▶ [Required action]
From first line to last, output the records below exactly.

▶ [Given information]
>>>>

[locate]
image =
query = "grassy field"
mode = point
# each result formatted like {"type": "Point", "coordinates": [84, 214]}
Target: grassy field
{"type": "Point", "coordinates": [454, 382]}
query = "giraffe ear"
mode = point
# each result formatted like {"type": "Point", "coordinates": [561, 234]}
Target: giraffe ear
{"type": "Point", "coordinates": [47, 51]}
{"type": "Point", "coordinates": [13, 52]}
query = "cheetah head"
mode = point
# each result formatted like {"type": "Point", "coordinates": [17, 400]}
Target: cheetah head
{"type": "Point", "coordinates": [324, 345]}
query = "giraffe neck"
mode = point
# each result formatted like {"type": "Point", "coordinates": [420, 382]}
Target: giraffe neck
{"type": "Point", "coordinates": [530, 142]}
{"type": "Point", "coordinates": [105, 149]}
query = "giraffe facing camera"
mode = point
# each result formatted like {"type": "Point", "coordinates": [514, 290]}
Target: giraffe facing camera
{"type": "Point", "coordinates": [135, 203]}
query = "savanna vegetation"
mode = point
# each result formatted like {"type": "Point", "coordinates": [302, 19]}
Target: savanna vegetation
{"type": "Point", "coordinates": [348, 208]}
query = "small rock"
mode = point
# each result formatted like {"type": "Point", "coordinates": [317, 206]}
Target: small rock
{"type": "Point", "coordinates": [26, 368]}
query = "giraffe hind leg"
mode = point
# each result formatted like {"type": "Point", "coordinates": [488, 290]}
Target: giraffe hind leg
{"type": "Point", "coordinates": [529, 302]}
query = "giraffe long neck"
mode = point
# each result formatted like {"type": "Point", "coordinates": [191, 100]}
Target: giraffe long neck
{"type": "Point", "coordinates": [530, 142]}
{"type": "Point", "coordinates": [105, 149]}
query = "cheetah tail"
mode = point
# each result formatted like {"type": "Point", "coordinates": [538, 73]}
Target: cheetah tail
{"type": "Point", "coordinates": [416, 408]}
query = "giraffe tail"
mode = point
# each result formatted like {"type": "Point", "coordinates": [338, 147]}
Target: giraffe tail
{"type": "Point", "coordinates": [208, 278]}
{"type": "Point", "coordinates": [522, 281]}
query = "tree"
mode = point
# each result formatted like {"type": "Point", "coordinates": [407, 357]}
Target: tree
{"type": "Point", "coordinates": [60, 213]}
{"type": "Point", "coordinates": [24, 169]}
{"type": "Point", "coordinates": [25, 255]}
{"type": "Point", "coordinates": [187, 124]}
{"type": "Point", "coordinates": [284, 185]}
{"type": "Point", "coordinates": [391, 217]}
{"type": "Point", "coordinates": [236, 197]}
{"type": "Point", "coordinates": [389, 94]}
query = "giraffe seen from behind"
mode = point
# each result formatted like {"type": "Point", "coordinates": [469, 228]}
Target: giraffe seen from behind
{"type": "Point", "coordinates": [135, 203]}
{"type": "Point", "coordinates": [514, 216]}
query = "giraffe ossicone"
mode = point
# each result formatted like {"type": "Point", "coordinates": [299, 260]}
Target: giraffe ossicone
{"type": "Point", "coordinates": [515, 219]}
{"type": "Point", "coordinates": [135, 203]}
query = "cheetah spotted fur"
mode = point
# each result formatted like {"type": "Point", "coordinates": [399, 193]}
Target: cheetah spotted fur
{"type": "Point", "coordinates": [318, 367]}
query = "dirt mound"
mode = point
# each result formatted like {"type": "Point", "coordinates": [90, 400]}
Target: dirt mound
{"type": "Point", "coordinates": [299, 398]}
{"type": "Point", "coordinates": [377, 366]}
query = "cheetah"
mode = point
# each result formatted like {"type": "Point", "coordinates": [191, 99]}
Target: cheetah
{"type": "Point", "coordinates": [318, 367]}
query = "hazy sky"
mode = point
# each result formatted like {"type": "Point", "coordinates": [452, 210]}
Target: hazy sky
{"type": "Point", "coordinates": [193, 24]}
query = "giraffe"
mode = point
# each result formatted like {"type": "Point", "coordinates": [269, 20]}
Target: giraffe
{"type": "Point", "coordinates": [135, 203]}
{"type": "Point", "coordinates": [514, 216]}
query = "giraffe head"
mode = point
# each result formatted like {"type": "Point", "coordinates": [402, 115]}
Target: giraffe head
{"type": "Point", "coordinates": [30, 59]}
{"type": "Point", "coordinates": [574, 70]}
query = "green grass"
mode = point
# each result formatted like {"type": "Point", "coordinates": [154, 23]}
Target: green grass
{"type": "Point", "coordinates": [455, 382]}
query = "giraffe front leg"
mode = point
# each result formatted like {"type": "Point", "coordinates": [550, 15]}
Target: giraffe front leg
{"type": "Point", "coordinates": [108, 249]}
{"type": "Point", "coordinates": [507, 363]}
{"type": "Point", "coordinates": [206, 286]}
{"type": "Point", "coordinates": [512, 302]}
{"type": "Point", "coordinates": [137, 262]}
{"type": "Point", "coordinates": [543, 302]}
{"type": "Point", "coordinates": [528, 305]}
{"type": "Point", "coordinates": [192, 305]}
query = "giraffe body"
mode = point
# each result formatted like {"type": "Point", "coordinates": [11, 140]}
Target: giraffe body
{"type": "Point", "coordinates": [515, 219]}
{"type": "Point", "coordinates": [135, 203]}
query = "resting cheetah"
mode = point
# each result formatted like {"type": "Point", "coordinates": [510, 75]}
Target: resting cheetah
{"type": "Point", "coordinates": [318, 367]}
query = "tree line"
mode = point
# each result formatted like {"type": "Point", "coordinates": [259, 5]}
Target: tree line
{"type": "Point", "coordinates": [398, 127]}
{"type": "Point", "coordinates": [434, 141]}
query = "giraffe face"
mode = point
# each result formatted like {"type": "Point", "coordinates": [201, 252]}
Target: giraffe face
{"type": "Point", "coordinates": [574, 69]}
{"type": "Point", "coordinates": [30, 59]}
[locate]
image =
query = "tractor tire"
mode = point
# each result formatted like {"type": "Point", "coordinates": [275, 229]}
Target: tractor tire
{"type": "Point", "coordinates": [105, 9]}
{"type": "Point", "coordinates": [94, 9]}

<<<<

▶ [Written response]
[locate]
image =
query = "grassy field"
mode = point
# each result formatted like {"type": "Point", "coordinates": [84, 214]}
Target: grassy field
{"type": "Point", "coordinates": [454, 382]}
query = "giraffe ear"
mode = point
# each result formatted like {"type": "Point", "coordinates": [561, 234]}
Target: giraffe ear
{"type": "Point", "coordinates": [47, 51]}
{"type": "Point", "coordinates": [13, 52]}
query = "cheetah head"
mode = point
# each result formatted like {"type": "Point", "coordinates": [17, 400]}
Target: cheetah head
{"type": "Point", "coordinates": [324, 345]}
query = "giraffe neck"
mode = point
# each result formatted like {"type": "Point", "coordinates": [420, 382]}
Target: giraffe neck
{"type": "Point", "coordinates": [530, 142]}
{"type": "Point", "coordinates": [105, 149]}
query = "giraffe facing camera"
mode = point
# each result formatted like {"type": "Point", "coordinates": [514, 290]}
Target: giraffe facing camera
{"type": "Point", "coordinates": [135, 203]}
query = "savanna vegetation"
mode = point
# each result formatted like {"type": "Point", "coordinates": [302, 19]}
Target: savanna vegetation
{"type": "Point", "coordinates": [348, 208]}
query = "small rock"
mode = point
# each result formatted like {"type": "Point", "coordinates": [317, 206]}
Target: small rock
{"type": "Point", "coordinates": [26, 368]}
query = "giraffe hind leg"
mode = point
# each result formatted like {"type": "Point", "coordinates": [488, 290]}
Target: giraffe hind leg
{"type": "Point", "coordinates": [529, 302]}
query = "giraffe long neck"
mode = point
# each result formatted like {"type": "Point", "coordinates": [191, 100]}
Target: giraffe long neck
{"type": "Point", "coordinates": [530, 142]}
{"type": "Point", "coordinates": [105, 149]}
query = "cheetah tail"
mode = point
# each result formatted like {"type": "Point", "coordinates": [538, 73]}
Target: cheetah tail
{"type": "Point", "coordinates": [416, 408]}
query = "giraffe tail"
mode = point
# each result formatted like {"type": "Point", "coordinates": [338, 147]}
Target: giraffe tail
{"type": "Point", "coordinates": [208, 278]}
{"type": "Point", "coordinates": [522, 281]}
query = "tree"
mode = point
# each result formatted like {"type": "Point", "coordinates": [407, 357]}
Target: tree
{"type": "Point", "coordinates": [60, 213]}
{"type": "Point", "coordinates": [24, 169]}
{"type": "Point", "coordinates": [25, 255]}
{"type": "Point", "coordinates": [187, 124]}
{"type": "Point", "coordinates": [284, 185]}
{"type": "Point", "coordinates": [391, 217]}
{"type": "Point", "coordinates": [236, 197]}
{"type": "Point", "coordinates": [389, 94]}
query = "giraffe seen from behind"
mode = point
# each result formatted like {"type": "Point", "coordinates": [469, 228]}
Target: giraffe seen from behind
{"type": "Point", "coordinates": [135, 203]}
{"type": "Point", "coordinates": [514, 216]}
query = "giraffe ossicone"
mode = point
# each result formatted like {"type": "Point", "coordinates": [299, 260]}
Target: giraffe ossicone
{"type": "Point", "coordinates": [515, 219]}
{"type": "Point", "coordinates": [135, 203]}
query = "cheetah spotted fur"
mode = point
# each result formatted like {"type": "Point", "coordinates": [399, 193]}
Target: cheetah spotted fur
{"type": "Point", "coordinates": [318, 367]}
query = "dirt mound"
mode = point
# each result formatted like {"type": "Point", "coordinates": [90, 400]}
Target: dirt mound
{"type": "Point", "coordinates": [299, 398]}
{"type": "Point", "coordinates": [377, 366]}
query = "cheetah"
mode = point
# each result formatted like {"type": "Point", "coordinates": [191, 99]}
Target: cheetah
{"type": "Point", "coordinates": [318, 367]}
query = "hazy sky"
mode = point
# each result formatted like {"type": "Point", "coordinates": [452, 210]}
Target: hazy sky
{"type": "Point", "coordinates": [193, 24]}
query = "giraffe"
mode = point
# each result formatted like {"type": "Point", "coordinates": [269, 20]}
Target: giraffe
{"type": "Point", "coordinates": [135, 203]}
{"type": "Point", "coordinates": [514, 216]}
query = "giraffe head"
mode = point
# each result formatted like {"type": "Point", "coordinates": [402, 115]}
Target: giraffe head
{"type": "Point", "coordinates": [30, 59]}
{"type": "Point", "coordinates": [574, 70]}
query = "green grass"
mode = point
# each result formatted like {"type": "Point", "coordinates": [154, 23]}
Target: green grass
{"type": "Point", "coordinates": [455, 382]}
query = "giraffe front leg"
mode = point
# each result formatted like {"type": "Point", "coordinates": [550, 15]}
Target: giraffe front leg
{"type": "Point", "coordinates": [108, 249]}
{"type": "Point", "coordinates": [507, 363]}
{"type": "Point", "coordinates": [206, 286]}
{"type": "Point", "coordinates": [512, 302]}
{"type": "Point", "coordinates": [137, 262]}
{"type": "Point", "coordinates": [543, 302]}
{"type": "Point", "coordinates": [528, 305]}
{"type": "Point", "coordinates": [192, 305]}
query = "giraffe body"
mode = point
# each result formatted like {"type": "Point", "coordinates": [11, 140]}
Target: giraffe body
{"type": "Point", "coordinates": [515, 219]}
{"type": "Point", "coordinates": [135, 203]}
query = "resting cheetah"
mode = point
# each result formatted like {"type": "Point", "coordinates": [510, 75]}
Target: resting cheetah
{"type": "Point", "coordinates": [318, 367]}
query = "tree line"
mode = point
# each result formatted like {"type": "Point", "coordinates": [259, 5]}
Target: tree line
{"type": "Point", "coordinates": [398, 127]}
{"type": "Point", "coordinates": [434, 141]}
query = "giraffe face"
mode = point
# each result formatted like {"type": "Point", "coordinates": [201, 252]}
Target: giraffe face
{"type": "Point", "coordinates": [574, 69]}
{"type": "Point", "coordinates": [30, 59]}
[locate]
image =
query = "tractor tire"
mode = point
# each result formatted like {"type": "Point", "coordinates": [275, 229]}
Target: tractor tire
{"type": "Point", "coordinates": [105, 9]}
{"type": "Point", "coordinates": [94, 9]}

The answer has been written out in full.